#### Exercices à traiter:
• a. Dans le texte sur les inégalités, relevez tous les domaines où, selon l'auteur, l'écart se creuse entre les sociétés du Nord et celles du Sud.
• b. Poursuivez le texte sur les inégalités par un paragraphe qui s'enchaîne après sa dernière phrase.

En tant que journaliste, j’ai conscience que la parole ou l’écrit est une action ; telle est du moins la conception que je me fais de mon métier. Si j’aime ce métier, c’est dans l’espoir de contribuer à bouleverser en profondeur les structures, les mécanismes à l’œuvre dans notre société et dans notre monde, parce que ces mécanismes sont dangereusement créateurs d’injustices de plus en plus amples.

Nous vivons dans des sociétés qui ont su créer des richesses, des sociétés prospères malgré la crise. Nous sommes témoins d’avancées scientifiques, spectaculaires, uniques dans l’histoire de l’humanité et qui se sont traduites par des innovations technologiques extraordinaires. Et pourtant, les inégalités elles-mêmes sont de plus en plus profondes.

Et les inégalités se creusent dans tous les domaines. Le rapport du père Joseph Wresinski au CES et quantité de travaux engagés dans son sillage, la série d’articles sur les inégalités dans « le Monde diplomatique » permettent de savoir assez exactement ce que sont ces inégalités, d’où elles proviennent et comment elles se manifestent.

La plus grave de toutes les injustices est que tant d’êtres humains ne disposent pas des moyens de comprendre ce qu’ils sont, dans quelle société ils vivent, dans quelle évolution, vers quel destin. Faute d’accès à ces moyens, l’être humain n’est plus un citoyen. Il est un élément dévalorisé. Ainsi se met en place une société duale, une société à deux vitesses selon l’expression du président Giscard d’Estaing qui, le premier, a parlé de société duale en termes politiques.

Société duale multiple : d’abord au Nord, mais aussi au Sud, dans le Tiers Monde, et puis société duale à l’échelle planétaire entre le Sud et le Nord. Au Nord, nos sociétés sont engagées dans les voies de la modernité avec une révolution technologique qui leur fournit des outils de plus en plus performants. L’écart se creuse entre ces sociétés et celles du Sud ; il se creuse en termes de niveau de vie, de qualité alimentaire, d’accès à l’enseignement. Société éclatée entre le Nord et le Sud, société éclatée au Nord, société éclatée au Sud : cette planète est écartelée.

(Entrées de données enregistrées)
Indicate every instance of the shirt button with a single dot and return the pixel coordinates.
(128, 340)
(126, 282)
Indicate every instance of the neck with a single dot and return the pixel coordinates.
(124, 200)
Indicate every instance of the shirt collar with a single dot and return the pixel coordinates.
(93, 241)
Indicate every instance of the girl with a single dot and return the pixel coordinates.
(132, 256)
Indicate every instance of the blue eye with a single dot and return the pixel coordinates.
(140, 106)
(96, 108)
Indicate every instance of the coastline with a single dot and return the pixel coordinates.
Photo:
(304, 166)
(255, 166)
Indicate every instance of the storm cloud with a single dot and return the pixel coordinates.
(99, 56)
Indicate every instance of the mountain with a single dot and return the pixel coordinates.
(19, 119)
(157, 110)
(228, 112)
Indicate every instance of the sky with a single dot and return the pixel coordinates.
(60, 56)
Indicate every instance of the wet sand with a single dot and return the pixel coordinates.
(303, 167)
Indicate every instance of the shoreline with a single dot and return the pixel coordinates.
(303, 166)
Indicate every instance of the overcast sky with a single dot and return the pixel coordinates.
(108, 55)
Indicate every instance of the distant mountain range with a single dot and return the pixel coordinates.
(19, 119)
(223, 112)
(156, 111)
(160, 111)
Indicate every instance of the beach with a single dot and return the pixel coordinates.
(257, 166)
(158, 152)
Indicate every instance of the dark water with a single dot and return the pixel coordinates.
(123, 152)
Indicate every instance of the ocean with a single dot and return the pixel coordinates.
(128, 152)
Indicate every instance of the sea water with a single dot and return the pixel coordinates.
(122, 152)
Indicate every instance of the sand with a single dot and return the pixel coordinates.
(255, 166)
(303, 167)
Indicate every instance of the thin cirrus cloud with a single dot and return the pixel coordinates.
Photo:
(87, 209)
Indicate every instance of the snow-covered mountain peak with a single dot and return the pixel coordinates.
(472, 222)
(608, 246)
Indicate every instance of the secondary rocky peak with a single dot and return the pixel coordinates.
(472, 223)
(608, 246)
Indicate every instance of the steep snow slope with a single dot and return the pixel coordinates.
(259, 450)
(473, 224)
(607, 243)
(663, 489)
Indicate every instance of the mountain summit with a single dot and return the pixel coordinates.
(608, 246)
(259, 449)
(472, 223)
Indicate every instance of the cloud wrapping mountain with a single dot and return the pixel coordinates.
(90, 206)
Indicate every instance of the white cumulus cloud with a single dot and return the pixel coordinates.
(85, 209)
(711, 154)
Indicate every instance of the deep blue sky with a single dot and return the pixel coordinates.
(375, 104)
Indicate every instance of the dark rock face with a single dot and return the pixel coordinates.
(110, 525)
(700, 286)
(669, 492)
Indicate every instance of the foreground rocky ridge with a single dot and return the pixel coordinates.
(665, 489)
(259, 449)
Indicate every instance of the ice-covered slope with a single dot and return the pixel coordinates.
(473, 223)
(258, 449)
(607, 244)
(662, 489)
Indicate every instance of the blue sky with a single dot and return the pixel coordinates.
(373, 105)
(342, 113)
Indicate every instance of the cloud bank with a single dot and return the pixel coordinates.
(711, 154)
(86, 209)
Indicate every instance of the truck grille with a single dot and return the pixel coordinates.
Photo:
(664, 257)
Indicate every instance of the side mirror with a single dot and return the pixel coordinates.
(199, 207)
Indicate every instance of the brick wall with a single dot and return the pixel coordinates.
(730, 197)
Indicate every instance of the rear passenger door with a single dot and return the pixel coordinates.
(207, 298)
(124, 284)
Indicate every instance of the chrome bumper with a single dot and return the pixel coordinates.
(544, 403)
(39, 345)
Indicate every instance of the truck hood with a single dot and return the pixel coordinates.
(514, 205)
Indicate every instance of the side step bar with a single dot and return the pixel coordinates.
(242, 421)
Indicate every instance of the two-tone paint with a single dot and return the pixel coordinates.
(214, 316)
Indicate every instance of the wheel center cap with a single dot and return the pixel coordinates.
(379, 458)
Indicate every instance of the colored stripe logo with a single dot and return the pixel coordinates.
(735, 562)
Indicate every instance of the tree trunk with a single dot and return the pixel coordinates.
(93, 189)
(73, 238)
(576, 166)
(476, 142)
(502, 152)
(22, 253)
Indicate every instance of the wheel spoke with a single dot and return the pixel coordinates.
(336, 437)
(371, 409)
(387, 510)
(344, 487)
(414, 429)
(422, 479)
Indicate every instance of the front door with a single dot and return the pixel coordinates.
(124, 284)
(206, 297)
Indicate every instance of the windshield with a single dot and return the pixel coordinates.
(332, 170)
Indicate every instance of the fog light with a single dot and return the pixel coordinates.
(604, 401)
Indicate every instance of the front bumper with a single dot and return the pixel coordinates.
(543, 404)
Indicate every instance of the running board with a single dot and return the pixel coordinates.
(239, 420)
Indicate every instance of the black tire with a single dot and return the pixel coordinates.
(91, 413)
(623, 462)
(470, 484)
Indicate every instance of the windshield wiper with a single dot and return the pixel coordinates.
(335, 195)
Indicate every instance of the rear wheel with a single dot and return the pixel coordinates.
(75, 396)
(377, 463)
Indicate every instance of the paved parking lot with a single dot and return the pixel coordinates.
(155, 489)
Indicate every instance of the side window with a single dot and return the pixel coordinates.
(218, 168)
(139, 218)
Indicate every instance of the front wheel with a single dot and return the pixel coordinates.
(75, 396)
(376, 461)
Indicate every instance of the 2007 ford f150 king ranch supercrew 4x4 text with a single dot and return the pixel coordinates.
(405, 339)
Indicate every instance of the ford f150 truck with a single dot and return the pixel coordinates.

#### Réponses par exercice:
• a. Le niveau de vie, la qualité alimentaire, l'accès à l'enseignement.

• b.
Quelle est notre définition du progrès ?

Lorsque l’on évoque ces thèmes, on suscite nécessairement des débats parfois très vifs avec des gens éminents et des gens honnêtes, que je respecte personnellement malgré nos désaccords. L’un d’eux récemment me faisait remarquer que cette société qui comporte certes des injustices et des inégalités inacceptables, fait néanmoins beaucoup de progrès.

C’est vrai. Mais avec ces progrès n’avions-nous pas les moyens de former une société comportant moins d’injustices et dans laquelle le nombre d’exclus serait moins important ? C’est, me semble-t-il, le problème de fond posé à notre démocratie. Quelle est notre définition de la modernité et du progrès ?

Quelles en sont les finalités dans nos sociétés ?

Georges Wald, prix Nobel américain m’a dit, il y a peut-être vingt cinq ans : « Nous nous trompons. Nous nous fourvoyons. Le progrès n’est pas de réaliser tout ce qui est techniquement réalisable. Le progrès, c’est de choisir parmi tout ce qui est techniquement réalisable entre ce qui est utile, inutile ou simplement moins utile, d’établir pour nous-mêmes des hiérarchies et de mettre toutes nos forces, ressources et énergies dans ce qui est le plus utile à la société ».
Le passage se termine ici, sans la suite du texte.